▸ **Text**:
#####

I went on a street food tour of Hanoi’s Old Quarter with Viet Beauty Tour. My guide Tran asked me what my favourite Vietnamese dishes were. I answered pho right away. She said there wouldn’t be pho on the tour.

Pho [ pronounced fuh] refers to the white rice flour noodles, which are served in a special broth unique to the chef/vendor. It is served with a side plate of fresh herbs to add to the soup as you please in addition to condiments such as chili paste and fish sauce.

I love pho. I could eat it every day. It’s my type of dish. Fresh, light, simple but complex and tasty.

I was disappointed.

Tran said she wanted to take me instead to local food places that are specific to Hanoi and you can’t get anywhere else. Food such as pho are common and you can get everywhere.

I love trying new foods but sometimes I go back to what I love to eat because it’s comfortable and easy.

There is nothing wrong with this but when there is an opportunity to get out of my comfort zone and try something new then why would I be disappointed that there is no pho on the menu tonight?

I let go of my expectation of pho and followed where the guide wanted to take me. A good lesson about pho and life!

When you’re in Hanoi I definitely recommend taking a food tour, group or private. Here’s why.

1)It’s not expensive. My tour was $25 USD, which ended up to be a private tour as no one showed up for the group tour, for three hours of great local food and drink spots.

2)A good tour will take you to local spots that are specific to the region and often hard to find because the signs are in Vietnamese and they are sometimes hidden.

For example, take the hidden egg coffee cafe, which I fell in love with, the coffee and the cafe.  The coffee was strong and hot with a buttery caramel foamy topping. It’s like coffee and crème caramel combined. Yum!

Here’s the guide leading me up the stairways in an old house converted into a cafe.

https://youtu.be/iOOx9YA0k5U

The cafe was crowded, smokey, hip, cool like a bar but the focus is on coffee. It reminded me of scenes of the Beat Generation of the 1950s and 1960s that you see in movies and is described in Jack Kerouc’s writing. Young people sitting on low stools, drinking coffee, smoking (yes it’s still done inside here ), chatting, with alternative music blaring loudly with the windows open wide.

#####

▸ **Dataset excerpts**:

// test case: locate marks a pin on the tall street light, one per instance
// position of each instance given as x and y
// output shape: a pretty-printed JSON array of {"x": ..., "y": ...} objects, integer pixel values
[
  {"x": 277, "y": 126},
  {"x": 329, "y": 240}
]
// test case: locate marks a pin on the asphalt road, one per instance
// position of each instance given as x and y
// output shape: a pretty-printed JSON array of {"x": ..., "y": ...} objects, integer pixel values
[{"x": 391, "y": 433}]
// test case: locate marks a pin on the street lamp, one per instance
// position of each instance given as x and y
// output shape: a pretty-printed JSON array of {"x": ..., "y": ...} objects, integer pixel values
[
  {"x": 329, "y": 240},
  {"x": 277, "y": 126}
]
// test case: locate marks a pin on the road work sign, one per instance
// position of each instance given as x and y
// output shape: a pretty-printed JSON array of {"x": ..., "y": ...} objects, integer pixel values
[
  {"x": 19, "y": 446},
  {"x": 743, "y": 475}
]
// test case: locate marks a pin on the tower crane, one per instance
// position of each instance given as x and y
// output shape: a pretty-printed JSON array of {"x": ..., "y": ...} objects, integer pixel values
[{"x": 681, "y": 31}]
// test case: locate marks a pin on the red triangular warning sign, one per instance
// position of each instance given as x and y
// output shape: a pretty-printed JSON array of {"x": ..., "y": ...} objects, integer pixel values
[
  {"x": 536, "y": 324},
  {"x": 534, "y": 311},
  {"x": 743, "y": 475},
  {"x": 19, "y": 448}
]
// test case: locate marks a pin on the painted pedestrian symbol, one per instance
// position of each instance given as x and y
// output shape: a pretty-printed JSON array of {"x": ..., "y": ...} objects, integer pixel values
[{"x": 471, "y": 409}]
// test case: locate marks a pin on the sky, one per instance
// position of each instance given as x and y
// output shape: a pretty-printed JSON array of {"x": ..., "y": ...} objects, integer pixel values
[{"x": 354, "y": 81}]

#####

▸ **Tasks to complete**:
**a.** In the sentence of the Hanoi food tour text that begins "The cafe was," which words describe the cafe?
**b.** Write out the part of the Hanoi food tour text that opens with the words containing "Pho [ pronounced" and closes with "and fish sauce.".
The listing has nothing to do with the Hanoi food tour text.

▸ **Expected results**:
**a.** crowded, smokey, hip, cool

**b.**
Pho [ pronounced fuh] refers to the white rice flour noodles, which are served in a special broth unique to the chef/vendor. It is served with a side plate of fresh herbs to add to the soup as you please in addition to condiments such as chili paste and fish sauce.